## Work to complete
Write out the entries once more, exactly as they appear.

## Stored items from a collection

"""

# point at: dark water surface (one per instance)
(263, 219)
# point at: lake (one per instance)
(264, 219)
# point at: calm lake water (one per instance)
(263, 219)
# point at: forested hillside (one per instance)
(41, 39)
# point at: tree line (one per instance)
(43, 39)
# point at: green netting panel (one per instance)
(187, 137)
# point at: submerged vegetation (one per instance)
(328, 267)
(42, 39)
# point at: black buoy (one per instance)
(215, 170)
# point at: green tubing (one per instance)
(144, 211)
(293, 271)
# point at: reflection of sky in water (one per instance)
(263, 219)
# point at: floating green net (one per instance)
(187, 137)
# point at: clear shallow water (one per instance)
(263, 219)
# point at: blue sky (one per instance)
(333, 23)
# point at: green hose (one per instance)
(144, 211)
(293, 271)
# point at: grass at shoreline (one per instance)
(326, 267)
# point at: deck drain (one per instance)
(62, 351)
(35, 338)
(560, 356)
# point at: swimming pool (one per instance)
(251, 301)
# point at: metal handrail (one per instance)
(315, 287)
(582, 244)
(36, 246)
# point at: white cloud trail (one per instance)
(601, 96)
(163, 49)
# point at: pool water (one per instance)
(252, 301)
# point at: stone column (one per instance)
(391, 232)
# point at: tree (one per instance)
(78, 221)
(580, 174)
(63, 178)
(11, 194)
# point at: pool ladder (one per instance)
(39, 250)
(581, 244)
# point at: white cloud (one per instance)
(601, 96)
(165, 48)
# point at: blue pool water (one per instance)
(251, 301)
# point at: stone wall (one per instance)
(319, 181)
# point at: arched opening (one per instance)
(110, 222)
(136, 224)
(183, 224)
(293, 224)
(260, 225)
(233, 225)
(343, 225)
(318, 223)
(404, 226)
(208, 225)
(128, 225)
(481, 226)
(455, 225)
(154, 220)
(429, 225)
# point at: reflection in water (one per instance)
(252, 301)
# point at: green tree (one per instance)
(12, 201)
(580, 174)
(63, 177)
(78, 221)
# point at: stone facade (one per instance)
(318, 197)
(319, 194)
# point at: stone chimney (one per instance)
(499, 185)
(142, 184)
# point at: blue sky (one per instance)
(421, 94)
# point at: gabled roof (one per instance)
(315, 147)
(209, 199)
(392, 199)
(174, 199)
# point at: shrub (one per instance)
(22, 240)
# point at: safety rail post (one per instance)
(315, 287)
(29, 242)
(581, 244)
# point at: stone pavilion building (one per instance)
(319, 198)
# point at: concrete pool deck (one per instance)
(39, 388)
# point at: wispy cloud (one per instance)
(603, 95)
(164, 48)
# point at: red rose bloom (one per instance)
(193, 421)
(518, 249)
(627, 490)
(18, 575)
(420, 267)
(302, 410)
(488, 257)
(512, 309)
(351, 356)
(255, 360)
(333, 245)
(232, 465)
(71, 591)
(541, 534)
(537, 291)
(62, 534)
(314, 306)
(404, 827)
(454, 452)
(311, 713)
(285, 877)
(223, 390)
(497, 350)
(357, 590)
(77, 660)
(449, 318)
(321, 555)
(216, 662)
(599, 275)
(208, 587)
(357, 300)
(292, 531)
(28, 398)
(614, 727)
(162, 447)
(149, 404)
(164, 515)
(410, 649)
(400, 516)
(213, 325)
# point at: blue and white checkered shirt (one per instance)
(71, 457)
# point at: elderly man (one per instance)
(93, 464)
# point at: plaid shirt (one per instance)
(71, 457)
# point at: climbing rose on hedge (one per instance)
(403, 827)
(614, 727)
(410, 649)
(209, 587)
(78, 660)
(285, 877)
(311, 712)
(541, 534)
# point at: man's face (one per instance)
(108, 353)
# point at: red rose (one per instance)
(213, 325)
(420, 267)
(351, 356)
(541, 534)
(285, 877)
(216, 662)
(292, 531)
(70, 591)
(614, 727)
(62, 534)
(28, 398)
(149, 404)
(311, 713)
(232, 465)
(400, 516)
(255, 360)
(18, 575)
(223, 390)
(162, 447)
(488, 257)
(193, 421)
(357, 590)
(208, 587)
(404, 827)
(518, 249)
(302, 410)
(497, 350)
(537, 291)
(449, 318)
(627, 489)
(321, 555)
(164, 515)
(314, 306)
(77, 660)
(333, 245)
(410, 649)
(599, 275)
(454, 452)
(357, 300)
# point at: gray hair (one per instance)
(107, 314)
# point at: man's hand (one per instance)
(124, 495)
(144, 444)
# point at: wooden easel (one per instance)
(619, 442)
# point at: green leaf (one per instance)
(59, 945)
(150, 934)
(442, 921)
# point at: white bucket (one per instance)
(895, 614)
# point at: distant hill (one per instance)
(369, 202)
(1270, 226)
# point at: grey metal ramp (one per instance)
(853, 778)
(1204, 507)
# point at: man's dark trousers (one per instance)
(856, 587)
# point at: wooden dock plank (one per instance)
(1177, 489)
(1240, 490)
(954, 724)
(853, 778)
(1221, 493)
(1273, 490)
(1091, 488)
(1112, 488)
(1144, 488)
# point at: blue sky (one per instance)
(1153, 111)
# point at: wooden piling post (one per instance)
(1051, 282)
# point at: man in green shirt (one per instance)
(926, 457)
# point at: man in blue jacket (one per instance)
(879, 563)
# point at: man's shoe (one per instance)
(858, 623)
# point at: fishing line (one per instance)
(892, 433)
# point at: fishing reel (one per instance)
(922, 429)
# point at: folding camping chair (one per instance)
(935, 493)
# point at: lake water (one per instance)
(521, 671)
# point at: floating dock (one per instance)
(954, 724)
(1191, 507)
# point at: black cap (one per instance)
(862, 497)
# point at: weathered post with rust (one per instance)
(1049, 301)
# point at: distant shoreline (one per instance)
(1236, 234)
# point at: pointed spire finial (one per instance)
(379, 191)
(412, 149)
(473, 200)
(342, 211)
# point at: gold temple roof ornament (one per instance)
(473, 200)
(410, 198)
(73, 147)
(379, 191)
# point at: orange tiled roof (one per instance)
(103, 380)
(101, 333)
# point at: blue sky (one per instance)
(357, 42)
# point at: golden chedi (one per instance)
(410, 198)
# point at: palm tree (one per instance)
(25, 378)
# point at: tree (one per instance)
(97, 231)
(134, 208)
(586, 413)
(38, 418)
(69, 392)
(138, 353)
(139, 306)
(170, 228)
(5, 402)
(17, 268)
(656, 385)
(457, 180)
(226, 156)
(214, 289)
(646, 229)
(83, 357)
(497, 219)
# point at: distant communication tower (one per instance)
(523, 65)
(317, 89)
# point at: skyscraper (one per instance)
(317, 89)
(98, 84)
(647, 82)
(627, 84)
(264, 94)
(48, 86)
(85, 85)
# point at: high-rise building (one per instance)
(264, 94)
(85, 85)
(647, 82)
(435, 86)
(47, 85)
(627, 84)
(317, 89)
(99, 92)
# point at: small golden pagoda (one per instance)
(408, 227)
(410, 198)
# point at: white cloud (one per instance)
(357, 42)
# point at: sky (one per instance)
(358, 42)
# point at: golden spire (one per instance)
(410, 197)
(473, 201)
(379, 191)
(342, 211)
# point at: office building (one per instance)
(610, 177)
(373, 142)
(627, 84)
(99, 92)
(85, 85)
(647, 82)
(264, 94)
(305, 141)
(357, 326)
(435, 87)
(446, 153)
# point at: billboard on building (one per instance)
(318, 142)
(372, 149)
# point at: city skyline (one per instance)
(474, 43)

"""

## Exercise solution
# point at: dark water surface (one per instance)
(263, 219)
# point at: lake (one per instance)
(264, 219)
# point at: calm lake water (one per instance)
(263, 219)
# point at: forested hillside (one per instance)
(41, 39)
# point at: tree line (one per instance)
(43, 39)
# point at: green netting panel (one per instance)
(187, 137)
# point at: submerged vegetation (one per instance)
(328, 267)
(42, 39)
# point at: black buoy (one per instance)
(215, 170)
# point at: green tubing (one per instance)
(144, 211)
(293, 271)
# point at: reflection of sky in water (one per instance)
(263, 219)
# point at: floating green net (one per instance)
(187, 137)
# point at: clear shallow water (one per instance)
(263, 219)
# point at: blue sky (one per instance)
(333, 23)
# point at: green hose (one per instance)
(144, 211)
(293, 271)
# point at: grass at shoreline (one per instance)
(326, 267)
# point at: deck drain (one per instance)
(62, 351)
(35, 338)
(560, 356)
# point at: swimming pool (one per instance)
(251, 301)
# point at: metal handrail (one per instance)
(315, 287)
(582, 244)
(36, 246)
# point at: white cloud trail (one per instance)
(601, 96)
(163, 49)
# point at: pool water (one per instance)
(252, 301)
# point at: stone column (one per instance)
(391, 232)
# point at: tree (one per instance)
(78, 221)
(580, 174)
(63, 178)
(11, 194)
# point at: pool ladder (one per instance)
(39, 250)
(581, 244)
# point at: white cloud (one per instance)
(601, 96)
(165, 48)
# point at: blue pool water (one per instance)
(251, 301)
# point at: stone wall (one per instance)
(319, 181)
# point at: arched opening (one per instance)
(110, 222)
(136, 224)
(183, 224)
(293, 224)
(260, 225)
(233, 225)
(343, 225)
(318, 223)
(404, 226)
(208, 225)
(128, 225)
(481, 226)
(455, 225)
(154, 220)
(429, 225)
# point at: reflection in water (one per instance)
(252, 301)
# point at: green tree (one per instance)
(12, 201)
(580, 174)
(63, 177)
(78, 221)
# point at: stone facade (one per instance)
(318, 197)
(319, 194)
# point at: stone chimney (one per instance)
(499, 185)
(142, 184)
# point at: blue sky (one per instance)
(421, 94)
# point at: gabled roof (one per instance)
(315, 147)
(209, 199)
(392, 199)
(174, 199)
# point at: shrub (one per instance)
(22, 240)
# point at: safety rail post (one per instance)
(315, 287)
(29, 242)
(581, 244)
# point at: stone pavilion building (one per instance)
(319, 198)
# point at: concrete pool deck (one per instance)
(39, 388)
# point at: wispy cloud (one per instance)
(603, 95)
(164, 48)
# point at: red rose bloom (one per instance)
(193, 421)
(518, 249)
(627, 490)
(18, 575)
(420, 267)
(302, 410)
(488, 257)
(512, 309)
(351, 356)
(255, 360)
(333, 245)
(232, 465)
(71, 591)
(541, 534)
(537, 291)
(62, 534)
(314, 306)
(404, 827)
(454, 452)
(311, 713)
(285, 877)
(223, 390)
(497, 350)
(357, 590)
(77, 660)
(449, 318)
(321, 555)
(216, 662)
(599, 275)
(208, 587)
(357, 300)
(292, 531)
(28, 398)
(614, 727)
(162, 447)
(149, 404)
(164, 515)
(410, 649)
(400, 516)
(213, 325)
# point at: blue and white checkered shirt (one per instance)
(71, 457)
# point at: elderly man (one per instance)
(93, 464)
# point at: plaid shirt (one per instance)
(71, 457)
# point at: climbing rose on hedge (one per instance)
(403, 827)
(614, 727)
(410, 649)
(209, 587)
(78, 660)
(285, 877)
(311, 712)
(541, 534)
# point at: man's face (one per instance)
(108, 353)
# point at: red rose (one per instance)
(213, 325)
(420, 267)
(351, 356)
(541, 534)
(285, 877)
(216, 662)
(292, 531)
(70, 591)
(614, 727)
(62, 534)
(28, 398)
(149, 404)
(311, 713)
(232, 465)
(400, 516)
(255, 360)
(18, 575)
(223, 390)
(162, 447)
(488, 257)
(193, 421)
(357, 590)
(208, 587)
(404, 827)
(518, 249)
(302, 410)
(497, 350)
(537, 291)
(449, 318)
(627, 489)
(321, 555)
(164, 515)
(314, 306)
(77, 660)
(333, 245)
(410, 649)
(599, 275)
(454, 452)
(357, 300)
# point at: gray hair (one per instance)
(107, 314)
# point at: man's hand (one per instance)
(124, 495)
(144, 444)
# point at: wooden easel (one per instance)
(619, 442)
# point at: green leaf (one per instance)
(59, 945)
(150, 934)
(442, 921)
# point at: white bucket (one per instance)
(895, 614)
# point at: distant hill (one per instance)
(369, 202)
(1270, 226)
# point at: grey metal ramp (one per instance)
(853, 778)
(1204, 507)
# point at: man's dark trousers (one per instance)
(856, 587)
# point at: wooden dock plank (one per instance)
(1177, 489)
(1240, 490)
(954, 724)
(853, 778)
(1221, 493)
(1273, 490)
(1091, 488)
(1112, 488)
(1144, 488)
# point at: blue sky (one per instance)
(1153, 111)
# point at: wooden piling post (one per instance)
(1051, 282)
# point at: man in green shirt (one per instance)
(926, 457)
# point at: man in blue jacket (one per instance)
(879, 563)
# point at: man's shoe (one per instance)
(858, 623)
# point at: fishing line (one per instance)
(892, 433)
# point at: fishing reel (one per instance)
(922, 429)
# point at: folding camping chair (one per instance)
(935, 493)
# point at: lake water (one per instance)
(521, 671)
# point at: floating dock (one per instance)
(954, 724)
(1191, 507)
# point at: black cap (one per instance)
(862, 497)
# point at: weathered post with rust (one per instance)
(1049, 301)
# point at: distant shoreline (one per instance)
(1236, 234)
# point at: pointed spire finial (one per instance)
(379, 191)
(412, 149)
(473, 200)
(342, 211)
# point at: gold temple roof ornament (one per instance)
(473, 200)
(410, 198)
(73, 147)
(379, 191)
# point at: orange tiled roof (one per instance)
(103, 380)
(101, 333)
# point at: blue sky (one per instance)
(357, 42)
# point at: golden chedi (one per instance)
(410, 198)
# point at: palm tree (one per instance)
(25, 378)
# point at: tree (one per instance)
(97, 231)
(134, 208)
(586, 413)
(38, 418)
(69, 392)
(138, 353)
(139, 306)
(170, 228)
(5, 402)
(17, 268)
(656, 385)
(457, 180)
(226, 156)
(214, 289)
(646, 229)
(83, 357)
(497, 219)
# point at: distant communication tower (one per instance)
(523, 65)
(317, 89)
# point at: skyscraper (one per instance)
(317, 89)
(98, 84)
(647, 82)
(627, 84)
(264, 94)
(48, 86)
(85, 85)
# point at: high-rise building (one per instance)
(264, 94)
(85, 85)
(647, 82)
(435, 86)
(47, 85)
(627, 84)
(317, 89)
(99, 92)
# point at: small golden pagoda (one per instance)
(408, 227)
(410, 198)
# point at: white cloud (one per instance)
(357, 42)
# point at: sky (one per instance)
(358, 42)
# point at: golden spire (one per instance)
(410, 197)
(473, 201)
(379, 191)
(342, 211)
# point at: office building (one per instance)
(610, 177)
(373, 142)
(627, 84)
(99, 92)
(85, 85)
(647, 82)
(264, 94)
(305, 141)
(357, 326)
(435, 87)
(446, 153)
# point at: billboard on building (one per instance)
(318, 142)
(372, 149)
# point at: city skyline (one per instance)
(474, 43)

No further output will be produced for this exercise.